Type plan: bestemmingsplan
Naam van het plan: Woningbouw Oud Piershilseweg Piershil
Status: vastgesteld
Plan identificatie: NL.IMRO.1963.WoOudPiershilseweg-VG01

Regels

1 Inleidende regels

Artikel 1 Begrippen

1.1 plan

het bestemmingsplan Woningbouw Oud Piershilseweg Piershil van de gemeente Hoeksche Waard.

1.2 bestemmingsplan

het bestemmingsplan Woningbouw Oud Piershilseweg Piershil als vervat in het GML-bestand NL.IMRO.1963.WoOudPiershilseweg-VG01 van de gemeente Hoeksche Waard.

1.3 aanduiding

een geometrisch bepaald vlak of een figuur, waarmee gronden zijn aangeduid, waar ingevolge de regels, regels worden gesteld ten aanzien van het gebruik en/of het bebouwen van deze gronden.

****************************************

**KORTE OPDRACHT 1**
Welke status heeft het plan volgens de tekst over het bestemmingsplan?
**KORTE OPDRACHT 2**
Schrijf uit de tekst over het bestemmingsplan alles over vanaf "Type plan: bestemmingsplan" tot en met "Piershil van de gemeente Hoeksche Waard.".
Het materiaal komt uit een andere bron dan de tekst.

****************************************

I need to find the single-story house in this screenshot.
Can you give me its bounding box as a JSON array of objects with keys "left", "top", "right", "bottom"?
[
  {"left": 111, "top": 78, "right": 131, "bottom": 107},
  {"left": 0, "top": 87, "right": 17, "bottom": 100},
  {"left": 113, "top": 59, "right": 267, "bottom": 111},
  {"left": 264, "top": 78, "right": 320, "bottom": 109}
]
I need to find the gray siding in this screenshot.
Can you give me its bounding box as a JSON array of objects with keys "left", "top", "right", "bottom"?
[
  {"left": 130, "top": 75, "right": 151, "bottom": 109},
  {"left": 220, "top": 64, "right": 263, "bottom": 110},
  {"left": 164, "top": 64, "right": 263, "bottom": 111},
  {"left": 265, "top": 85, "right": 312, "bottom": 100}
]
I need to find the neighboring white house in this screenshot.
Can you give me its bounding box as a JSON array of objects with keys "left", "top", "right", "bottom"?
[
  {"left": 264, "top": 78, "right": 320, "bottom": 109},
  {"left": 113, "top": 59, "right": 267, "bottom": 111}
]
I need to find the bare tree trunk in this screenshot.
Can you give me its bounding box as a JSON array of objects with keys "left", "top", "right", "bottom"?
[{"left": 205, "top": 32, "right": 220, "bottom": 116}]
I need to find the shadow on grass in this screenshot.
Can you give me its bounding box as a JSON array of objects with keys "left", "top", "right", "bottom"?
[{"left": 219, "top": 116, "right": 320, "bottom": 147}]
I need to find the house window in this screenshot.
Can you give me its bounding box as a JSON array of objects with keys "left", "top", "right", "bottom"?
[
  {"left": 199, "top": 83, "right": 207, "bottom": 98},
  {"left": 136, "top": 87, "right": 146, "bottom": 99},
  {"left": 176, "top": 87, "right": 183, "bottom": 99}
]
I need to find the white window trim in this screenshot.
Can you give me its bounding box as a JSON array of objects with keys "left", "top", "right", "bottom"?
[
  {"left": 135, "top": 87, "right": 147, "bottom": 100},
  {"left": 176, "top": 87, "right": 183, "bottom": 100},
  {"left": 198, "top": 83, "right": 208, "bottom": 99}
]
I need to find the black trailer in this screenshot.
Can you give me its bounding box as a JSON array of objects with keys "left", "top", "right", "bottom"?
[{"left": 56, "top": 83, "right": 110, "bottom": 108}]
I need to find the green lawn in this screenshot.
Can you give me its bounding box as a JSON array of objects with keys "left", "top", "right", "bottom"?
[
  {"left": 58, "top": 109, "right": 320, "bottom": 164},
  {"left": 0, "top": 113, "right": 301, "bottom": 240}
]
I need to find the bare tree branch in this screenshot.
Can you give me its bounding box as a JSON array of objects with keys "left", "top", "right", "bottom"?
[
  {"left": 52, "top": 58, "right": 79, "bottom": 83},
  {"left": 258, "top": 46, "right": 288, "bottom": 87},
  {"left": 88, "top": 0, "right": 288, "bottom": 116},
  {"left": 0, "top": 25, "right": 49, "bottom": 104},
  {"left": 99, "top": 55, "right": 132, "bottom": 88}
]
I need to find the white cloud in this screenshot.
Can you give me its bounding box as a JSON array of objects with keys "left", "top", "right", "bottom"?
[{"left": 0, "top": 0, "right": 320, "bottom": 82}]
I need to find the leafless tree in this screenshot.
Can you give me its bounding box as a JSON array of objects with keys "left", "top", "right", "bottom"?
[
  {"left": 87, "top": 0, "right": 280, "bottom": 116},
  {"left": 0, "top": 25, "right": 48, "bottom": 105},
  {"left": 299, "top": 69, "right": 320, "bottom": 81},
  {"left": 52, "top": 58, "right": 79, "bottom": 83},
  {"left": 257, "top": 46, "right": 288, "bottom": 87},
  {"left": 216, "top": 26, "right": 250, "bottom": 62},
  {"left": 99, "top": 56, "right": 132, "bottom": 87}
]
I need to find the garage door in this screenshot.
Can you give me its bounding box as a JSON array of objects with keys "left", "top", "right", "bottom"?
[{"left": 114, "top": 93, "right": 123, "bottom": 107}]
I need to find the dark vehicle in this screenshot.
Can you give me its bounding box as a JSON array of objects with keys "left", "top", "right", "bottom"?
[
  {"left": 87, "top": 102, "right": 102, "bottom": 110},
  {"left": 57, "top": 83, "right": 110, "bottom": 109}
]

****************************************

**ANTWOORD 1**
vastgesteld

**ANTWOORD 2**
Type plan: bestemmingsplan
Naam van het plan: Woningbouw Oud Piershilseweg Piershil
Status: vastgesteld
Plan identificatie: NL.IMRO.1963.WoOudPiershilseweg-VG01

Regels

1 Inleidende regels

Artikel 1 Begrippen

1.1 plan

het bestemmingsplan Woningbouw Oud Piershilseweg Piershil van de gemeente Hoeksche Waard.